Task to carry out = How many of the lines below contain "tree"? Reply with only that figure.

[Region pointing data]
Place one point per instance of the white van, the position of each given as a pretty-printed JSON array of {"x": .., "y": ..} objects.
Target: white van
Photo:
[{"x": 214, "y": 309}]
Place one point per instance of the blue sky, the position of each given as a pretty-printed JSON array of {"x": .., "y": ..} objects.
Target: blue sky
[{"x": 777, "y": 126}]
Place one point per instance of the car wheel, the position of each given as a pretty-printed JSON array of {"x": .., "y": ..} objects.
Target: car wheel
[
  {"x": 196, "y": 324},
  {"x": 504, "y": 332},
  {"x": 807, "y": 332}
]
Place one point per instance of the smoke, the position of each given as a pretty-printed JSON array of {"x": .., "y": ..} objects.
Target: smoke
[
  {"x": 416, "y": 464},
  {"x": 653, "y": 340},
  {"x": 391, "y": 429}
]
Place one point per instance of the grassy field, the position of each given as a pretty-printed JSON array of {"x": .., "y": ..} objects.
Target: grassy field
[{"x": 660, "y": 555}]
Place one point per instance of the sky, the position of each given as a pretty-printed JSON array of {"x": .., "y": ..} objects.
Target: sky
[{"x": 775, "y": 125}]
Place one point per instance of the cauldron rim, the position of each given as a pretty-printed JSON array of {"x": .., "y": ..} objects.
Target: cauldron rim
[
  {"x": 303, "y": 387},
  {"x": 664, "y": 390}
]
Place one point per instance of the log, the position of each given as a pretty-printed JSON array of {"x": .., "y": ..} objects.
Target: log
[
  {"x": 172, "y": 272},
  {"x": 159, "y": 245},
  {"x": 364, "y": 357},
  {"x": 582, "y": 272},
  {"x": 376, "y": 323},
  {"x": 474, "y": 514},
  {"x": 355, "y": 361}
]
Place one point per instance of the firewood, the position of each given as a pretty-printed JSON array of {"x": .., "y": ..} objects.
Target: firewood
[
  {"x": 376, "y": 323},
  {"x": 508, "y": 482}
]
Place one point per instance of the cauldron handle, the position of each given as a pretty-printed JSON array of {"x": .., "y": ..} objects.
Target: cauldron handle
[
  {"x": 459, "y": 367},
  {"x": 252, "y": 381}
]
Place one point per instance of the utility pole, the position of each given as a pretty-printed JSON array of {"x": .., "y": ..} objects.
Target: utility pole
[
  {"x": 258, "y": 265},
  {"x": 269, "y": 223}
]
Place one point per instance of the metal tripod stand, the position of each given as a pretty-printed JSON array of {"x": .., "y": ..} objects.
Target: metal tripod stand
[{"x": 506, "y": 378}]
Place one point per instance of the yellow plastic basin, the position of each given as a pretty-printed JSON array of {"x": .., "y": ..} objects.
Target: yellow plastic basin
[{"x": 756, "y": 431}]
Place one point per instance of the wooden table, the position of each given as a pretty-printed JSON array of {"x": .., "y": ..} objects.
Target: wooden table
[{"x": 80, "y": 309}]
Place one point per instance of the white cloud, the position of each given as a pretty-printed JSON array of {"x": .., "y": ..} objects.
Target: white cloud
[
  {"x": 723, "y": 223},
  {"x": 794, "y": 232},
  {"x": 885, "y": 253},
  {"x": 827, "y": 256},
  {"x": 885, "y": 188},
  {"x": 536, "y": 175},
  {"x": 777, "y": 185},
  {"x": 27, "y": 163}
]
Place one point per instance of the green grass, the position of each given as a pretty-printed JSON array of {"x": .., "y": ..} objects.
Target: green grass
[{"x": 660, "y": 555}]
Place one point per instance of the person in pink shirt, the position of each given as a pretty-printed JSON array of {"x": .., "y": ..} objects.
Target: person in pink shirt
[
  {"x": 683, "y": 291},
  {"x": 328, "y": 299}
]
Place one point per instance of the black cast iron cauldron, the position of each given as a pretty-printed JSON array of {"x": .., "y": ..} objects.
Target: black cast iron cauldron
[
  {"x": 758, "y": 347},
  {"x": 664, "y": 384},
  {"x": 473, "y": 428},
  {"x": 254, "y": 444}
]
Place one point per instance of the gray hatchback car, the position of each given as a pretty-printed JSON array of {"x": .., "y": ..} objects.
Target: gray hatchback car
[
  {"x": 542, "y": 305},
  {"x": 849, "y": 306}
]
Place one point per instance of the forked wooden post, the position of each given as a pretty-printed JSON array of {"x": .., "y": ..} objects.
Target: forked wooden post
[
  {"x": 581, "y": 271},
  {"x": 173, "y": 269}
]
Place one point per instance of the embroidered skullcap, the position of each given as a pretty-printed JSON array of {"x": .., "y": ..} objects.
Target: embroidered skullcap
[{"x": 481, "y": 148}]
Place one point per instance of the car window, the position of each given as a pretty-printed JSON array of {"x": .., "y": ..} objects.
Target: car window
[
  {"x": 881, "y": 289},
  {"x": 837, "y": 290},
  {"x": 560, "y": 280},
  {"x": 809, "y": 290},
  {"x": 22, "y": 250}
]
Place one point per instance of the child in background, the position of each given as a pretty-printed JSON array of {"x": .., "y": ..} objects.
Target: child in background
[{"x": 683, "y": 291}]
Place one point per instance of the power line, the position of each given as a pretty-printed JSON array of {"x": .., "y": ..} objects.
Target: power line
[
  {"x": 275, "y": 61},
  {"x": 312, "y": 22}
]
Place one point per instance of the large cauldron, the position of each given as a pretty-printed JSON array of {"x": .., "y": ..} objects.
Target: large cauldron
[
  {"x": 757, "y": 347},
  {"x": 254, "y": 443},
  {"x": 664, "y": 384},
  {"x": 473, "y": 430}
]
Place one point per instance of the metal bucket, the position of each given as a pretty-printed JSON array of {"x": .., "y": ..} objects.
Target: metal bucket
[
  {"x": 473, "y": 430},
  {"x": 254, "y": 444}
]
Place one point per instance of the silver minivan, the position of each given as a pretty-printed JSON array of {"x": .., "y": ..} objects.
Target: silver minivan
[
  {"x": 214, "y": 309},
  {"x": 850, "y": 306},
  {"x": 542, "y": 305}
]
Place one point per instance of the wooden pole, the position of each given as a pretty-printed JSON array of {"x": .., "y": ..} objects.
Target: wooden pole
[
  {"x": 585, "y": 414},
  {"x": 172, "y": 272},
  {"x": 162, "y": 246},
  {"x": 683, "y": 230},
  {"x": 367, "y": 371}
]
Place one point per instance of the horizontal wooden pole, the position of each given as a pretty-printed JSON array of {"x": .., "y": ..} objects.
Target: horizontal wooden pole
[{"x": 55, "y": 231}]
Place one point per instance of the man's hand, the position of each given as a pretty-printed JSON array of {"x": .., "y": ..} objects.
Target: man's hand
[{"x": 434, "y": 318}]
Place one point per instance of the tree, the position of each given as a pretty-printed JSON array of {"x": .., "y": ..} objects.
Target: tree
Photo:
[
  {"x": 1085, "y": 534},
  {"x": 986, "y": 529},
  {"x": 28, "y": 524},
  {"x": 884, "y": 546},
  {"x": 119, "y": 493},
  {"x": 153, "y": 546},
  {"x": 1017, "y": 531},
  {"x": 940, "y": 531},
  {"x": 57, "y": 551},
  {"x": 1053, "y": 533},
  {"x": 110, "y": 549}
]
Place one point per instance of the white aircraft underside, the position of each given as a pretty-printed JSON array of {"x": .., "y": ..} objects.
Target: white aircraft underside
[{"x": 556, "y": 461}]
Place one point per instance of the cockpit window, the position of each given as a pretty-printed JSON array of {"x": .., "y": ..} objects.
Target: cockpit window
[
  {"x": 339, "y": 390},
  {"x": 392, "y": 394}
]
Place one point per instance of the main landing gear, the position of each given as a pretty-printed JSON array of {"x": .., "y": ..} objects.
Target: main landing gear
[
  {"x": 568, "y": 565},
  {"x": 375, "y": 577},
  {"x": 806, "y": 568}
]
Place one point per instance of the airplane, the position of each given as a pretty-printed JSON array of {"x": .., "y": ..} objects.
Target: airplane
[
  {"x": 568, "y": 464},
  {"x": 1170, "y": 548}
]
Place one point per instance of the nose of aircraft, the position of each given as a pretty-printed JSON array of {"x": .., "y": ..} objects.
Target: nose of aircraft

Solution to this problem = 2